### Secção de texto
==============================

É atribuído a Grand
Theft Auto 3 o louvor de ter dado aos jogos de mundo aberto a base que
viria a influenciar o design do género. Desde então, muitos foram os franchises
que tentaram tirar partido desta base e construir algo que fosse diferente e
alcançasse sucesso. Enquanto a série Saints Row pode, à primeira vista,
ser tida em conta como mais uma que disponibiliza clones de GTA, há algo mais
nos seus jogos. Estes têm uma identidade muito distinta e um levar ao limite da liberdade
que os mundos abertos podem proporcionar à experiência de jogo. Agora, 9 anos
depois, recebemos a remasterização de Saints Row: The Third, a terceira
entrada neste franchise, que para muitos é tida como a de maior qualidade.
Conseguirá manter esse estatuto na PlayStation 4, ou será melhor deixar os
santos descansar?

==============================

### Registos de dados
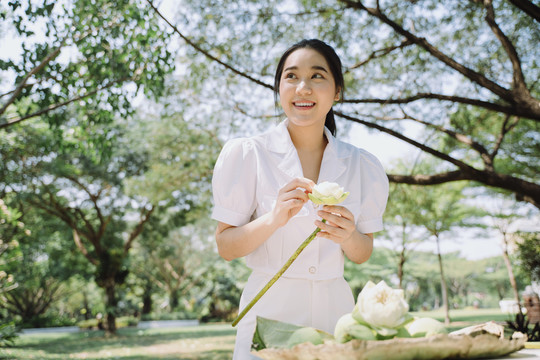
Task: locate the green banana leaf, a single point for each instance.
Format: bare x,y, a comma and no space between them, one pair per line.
280,335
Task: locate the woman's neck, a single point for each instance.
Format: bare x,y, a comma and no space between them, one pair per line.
307,138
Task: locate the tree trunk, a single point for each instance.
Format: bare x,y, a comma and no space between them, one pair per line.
147,302
400,268
86,305
174,301
402,257
444,288
508,264
112,303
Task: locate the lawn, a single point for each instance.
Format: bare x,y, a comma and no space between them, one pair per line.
203,342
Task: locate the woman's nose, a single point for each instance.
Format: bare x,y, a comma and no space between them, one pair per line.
303,88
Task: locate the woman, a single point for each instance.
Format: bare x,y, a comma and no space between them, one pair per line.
260,189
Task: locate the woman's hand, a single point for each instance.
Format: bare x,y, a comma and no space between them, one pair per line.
290,200
339,226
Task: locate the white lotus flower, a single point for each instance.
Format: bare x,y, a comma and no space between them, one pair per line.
327,193
381,307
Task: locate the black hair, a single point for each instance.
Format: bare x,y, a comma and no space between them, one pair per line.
333,62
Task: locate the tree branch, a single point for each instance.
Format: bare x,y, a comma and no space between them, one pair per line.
82,248
380,53
518,79
206,53
423,43
528,7
464,139
510,110
400,136
506,127
34,71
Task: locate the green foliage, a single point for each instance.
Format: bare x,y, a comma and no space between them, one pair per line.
281,335
8,333
529,254
78,54
122,321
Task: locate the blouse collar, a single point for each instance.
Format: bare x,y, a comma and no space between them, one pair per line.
279,141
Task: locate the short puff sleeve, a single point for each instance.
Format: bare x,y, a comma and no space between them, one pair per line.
374,195
234,183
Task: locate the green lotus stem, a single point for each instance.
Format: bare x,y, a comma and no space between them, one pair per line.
277,276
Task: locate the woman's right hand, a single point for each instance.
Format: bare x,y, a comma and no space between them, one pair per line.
291,198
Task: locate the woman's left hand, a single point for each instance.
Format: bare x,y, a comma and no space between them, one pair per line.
339,226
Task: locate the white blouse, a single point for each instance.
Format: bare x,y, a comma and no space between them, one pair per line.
248,175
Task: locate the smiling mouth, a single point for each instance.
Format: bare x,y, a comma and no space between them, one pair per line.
304,104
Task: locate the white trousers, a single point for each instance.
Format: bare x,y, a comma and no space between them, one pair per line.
315,303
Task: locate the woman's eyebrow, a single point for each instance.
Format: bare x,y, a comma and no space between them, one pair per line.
314,67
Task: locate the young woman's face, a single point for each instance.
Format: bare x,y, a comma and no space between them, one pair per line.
307,88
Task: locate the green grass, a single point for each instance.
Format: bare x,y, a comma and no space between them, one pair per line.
203,342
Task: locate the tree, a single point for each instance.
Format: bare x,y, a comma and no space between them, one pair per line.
442,210
529,255
47,260
503,215
421,62
403,223
81,54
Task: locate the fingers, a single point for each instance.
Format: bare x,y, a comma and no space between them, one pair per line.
339,224
303,183
338,215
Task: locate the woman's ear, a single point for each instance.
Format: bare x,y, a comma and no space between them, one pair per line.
338,93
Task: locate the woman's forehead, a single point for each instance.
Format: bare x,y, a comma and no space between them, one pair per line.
305,58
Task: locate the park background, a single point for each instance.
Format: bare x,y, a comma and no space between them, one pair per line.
112,115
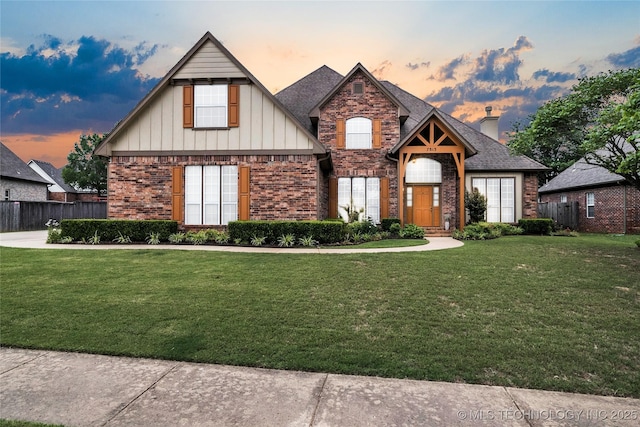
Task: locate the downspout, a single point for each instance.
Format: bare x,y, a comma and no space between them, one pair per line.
320,170
400,196
624,209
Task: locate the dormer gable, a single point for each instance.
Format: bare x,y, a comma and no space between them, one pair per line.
357,89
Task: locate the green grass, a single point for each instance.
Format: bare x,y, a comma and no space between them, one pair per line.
554,313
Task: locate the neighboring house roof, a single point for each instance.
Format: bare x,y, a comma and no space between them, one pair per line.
12,167
581,174
52,174
175,73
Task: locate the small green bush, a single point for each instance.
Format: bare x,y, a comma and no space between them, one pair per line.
412,231
539,226
110,229
486,231
395,228
323,231
387,223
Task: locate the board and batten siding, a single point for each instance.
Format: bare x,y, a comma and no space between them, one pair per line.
263,126
209,62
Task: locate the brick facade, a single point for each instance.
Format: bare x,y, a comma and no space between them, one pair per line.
609,210
282,187
371,104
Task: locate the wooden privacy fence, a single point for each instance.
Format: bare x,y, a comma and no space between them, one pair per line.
27,216
564,214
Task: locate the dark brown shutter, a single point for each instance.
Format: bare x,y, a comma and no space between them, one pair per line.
187,106
243,194
333,197
377,133
234,106
384,197
340,133
177,193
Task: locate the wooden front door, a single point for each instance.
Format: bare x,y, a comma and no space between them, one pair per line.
426,205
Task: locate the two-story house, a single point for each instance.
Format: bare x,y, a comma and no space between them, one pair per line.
210,144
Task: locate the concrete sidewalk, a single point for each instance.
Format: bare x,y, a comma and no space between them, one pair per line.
37,240
91,390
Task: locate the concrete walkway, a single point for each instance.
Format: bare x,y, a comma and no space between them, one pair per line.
37,240
92,390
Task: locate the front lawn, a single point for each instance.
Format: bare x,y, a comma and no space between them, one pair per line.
554,313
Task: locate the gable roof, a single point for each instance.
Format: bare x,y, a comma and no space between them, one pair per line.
485,153
303,95
54,175
174,73
304,98
403,113
581,174
12,167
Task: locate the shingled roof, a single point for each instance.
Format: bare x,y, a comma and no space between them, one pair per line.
485,153
55,174
300,97
12,167
581,174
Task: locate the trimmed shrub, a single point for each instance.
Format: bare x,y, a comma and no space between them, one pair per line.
322,231
476,205
386,223
486,231
111,229
539,226
412,231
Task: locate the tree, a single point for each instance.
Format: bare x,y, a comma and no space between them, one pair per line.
84,169
598,120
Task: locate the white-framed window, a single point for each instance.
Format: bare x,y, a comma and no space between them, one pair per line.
358,133
501,197
210,195
423,171
591,205
363,194
211,106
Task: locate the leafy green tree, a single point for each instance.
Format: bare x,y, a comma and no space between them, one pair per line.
84,169
598,119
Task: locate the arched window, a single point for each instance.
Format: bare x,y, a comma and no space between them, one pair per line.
358,132
423,171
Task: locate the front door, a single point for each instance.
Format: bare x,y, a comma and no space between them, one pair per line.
426,205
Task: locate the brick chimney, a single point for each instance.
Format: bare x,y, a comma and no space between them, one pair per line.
489,125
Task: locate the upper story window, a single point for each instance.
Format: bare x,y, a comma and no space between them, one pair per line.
359,132
211,106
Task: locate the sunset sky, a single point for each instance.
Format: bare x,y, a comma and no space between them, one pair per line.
74,67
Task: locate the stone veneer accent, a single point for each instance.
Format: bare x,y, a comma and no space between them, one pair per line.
609,208
372,104
283,187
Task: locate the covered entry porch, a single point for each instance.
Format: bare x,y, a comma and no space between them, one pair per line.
431,176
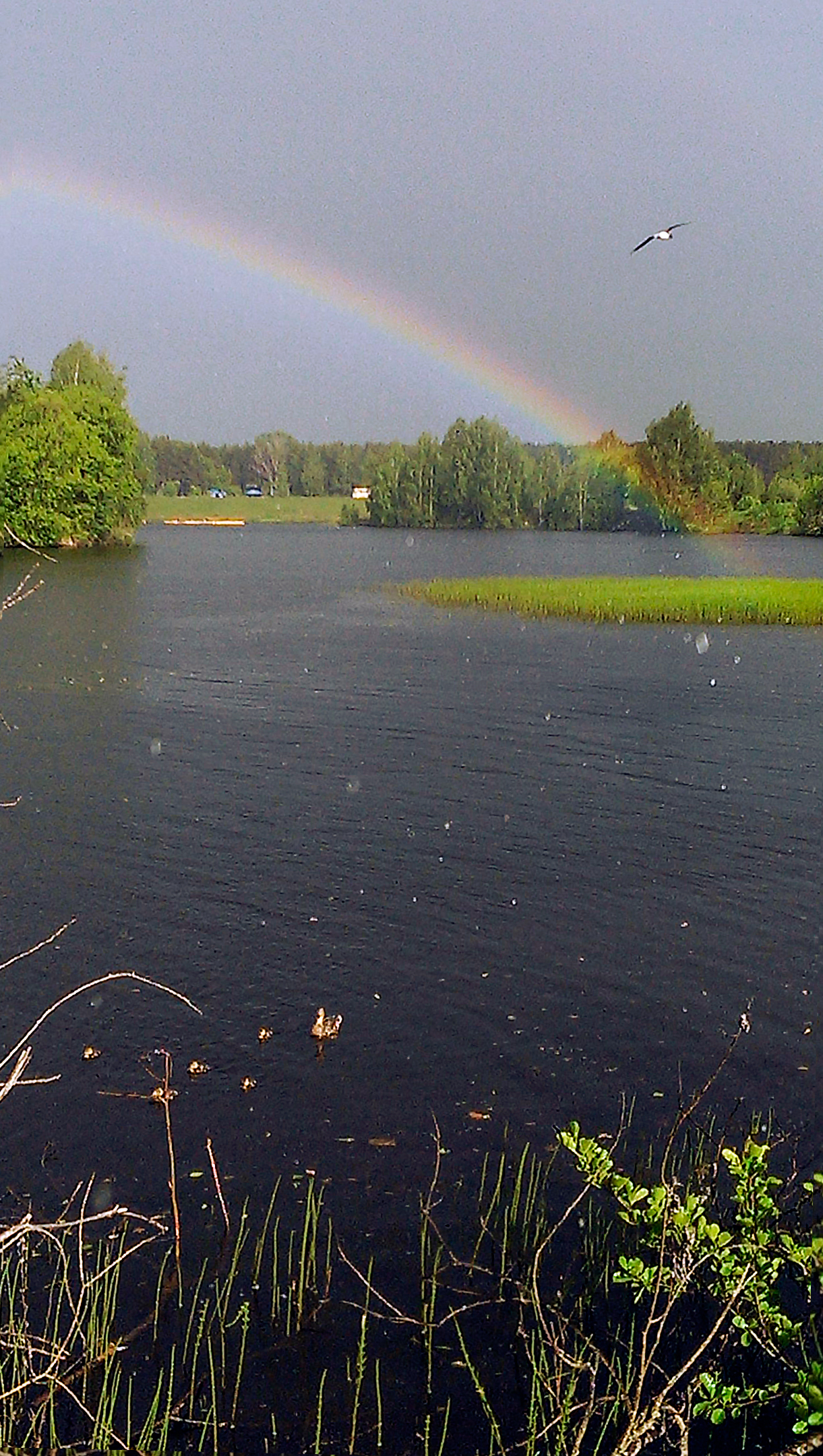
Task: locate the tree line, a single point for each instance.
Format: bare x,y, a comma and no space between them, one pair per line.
481,475
70,458
75,468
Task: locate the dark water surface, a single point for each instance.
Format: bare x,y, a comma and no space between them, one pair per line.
534,866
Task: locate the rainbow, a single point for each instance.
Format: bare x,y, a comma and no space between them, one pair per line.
388,315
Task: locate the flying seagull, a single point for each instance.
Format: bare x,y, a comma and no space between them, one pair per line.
665,235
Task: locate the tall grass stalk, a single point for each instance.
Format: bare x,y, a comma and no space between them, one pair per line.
756,601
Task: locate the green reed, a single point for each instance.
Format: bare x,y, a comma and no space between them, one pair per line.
758,601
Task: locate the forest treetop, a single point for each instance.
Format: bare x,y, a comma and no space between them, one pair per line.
75,468
481,475
69,453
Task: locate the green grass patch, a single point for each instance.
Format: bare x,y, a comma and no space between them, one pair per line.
634,599
292,510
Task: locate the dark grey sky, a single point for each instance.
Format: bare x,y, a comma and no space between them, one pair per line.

==============================

### Enunciado da tarefa
Para cada afirmação abaixo, indique se está de acordo com o texto sobre Saints Row: The Third. Responda sim ou não e cite literalmente as palavras do texto que decidem a resposta.
1. Saints Row: The Third é a terceira entrada do seu franchise.
2. A remasterização chega 9 anos depois.
3. O texto atribui à série Saints Row a base que influenciou o design dos jogos de mundo aberto.

### Resultado da tarefa
1. Sim: "a terceira entrada neste franchise".
2. Sim: "Agora, 9 anos depois, recebemos a remasterização de Saints Row: The Third".
3. Não: "É atribuído a Grand Theft Auto 3 o louvor de ter dado aos jogos de mundo aberto a base".